WYBRANY FRAGMENT
==*==
Długi dzień pracy nad poziomem za mną.
Przyszła paczka z osprzętem. Poważyłem, pocieszyłem się, że kilka rzeczy jest przyjemnie lekkich i fajnych. W paczce były stery x3 (dwa do nowego pozioma, jedne do starego), lekka kierownica, błotniki, lampki tył (2x), pancerze (będą pod kolor ramy), szybkozamykacze (pod kolor ramy) oraz końcówki pancerzy i linek... Potem zamontowałem stery na widelcu i w ramie i... drugie stery przy kierownicy podsiodłowej. Chodzą jak marzenie.
Później przyłożyłem próbnie fotelik, by sprawdzić pozycję i wygodę obsługi kierownicy. No i wyszedł problem. System sterowania trzeba zrobić ponownie od zera bo elementy mają złe wymiary. Nie dało się tego sprawdzić wcześniej niestety, dlatego robione było na oko. Niestety nie udało się. Mariusz z Velogica już poinformowany i będzie działał.
==*==
ZADANIE PISEMNE
Skopiuj bez zmian z powyższego fragmentu wszystko od słów „Później przyłożyłem próbnie” aż po słowa „i będzie działał.”.

[Rekordy ze źródła danych]
==*==
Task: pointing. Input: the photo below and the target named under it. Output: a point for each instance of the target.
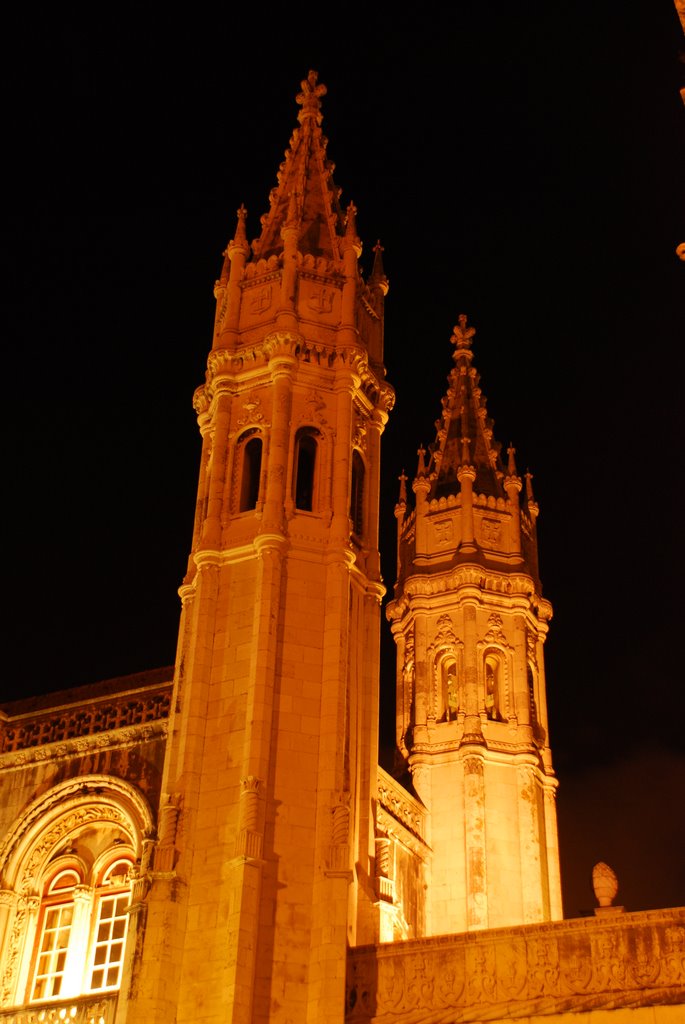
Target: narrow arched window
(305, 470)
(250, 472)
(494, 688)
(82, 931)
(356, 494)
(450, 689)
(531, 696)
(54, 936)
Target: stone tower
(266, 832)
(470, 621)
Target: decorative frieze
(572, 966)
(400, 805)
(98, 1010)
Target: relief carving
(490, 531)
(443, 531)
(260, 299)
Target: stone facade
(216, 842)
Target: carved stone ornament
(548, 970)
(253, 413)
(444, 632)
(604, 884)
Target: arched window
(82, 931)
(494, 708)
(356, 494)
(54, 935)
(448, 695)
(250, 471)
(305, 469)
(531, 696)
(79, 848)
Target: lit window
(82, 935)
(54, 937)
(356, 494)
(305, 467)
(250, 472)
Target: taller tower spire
==*==
ODPOWIEDŹ DO ZADANIA
Później przyłożyłem próbnie fotelik, by sprawdzić pozycję i wygodę obsługi kierownicy. No i wyszedł problem. System sterowania trzeba zrobić ponownie od zera bo elementy mają złe wymiary. Nie dało się tego sprawdzić wcześniej niestety, dlatego robione było na oko. Niestety nie udało się. Mariusz z Velogica już poinformowany i będzie działał.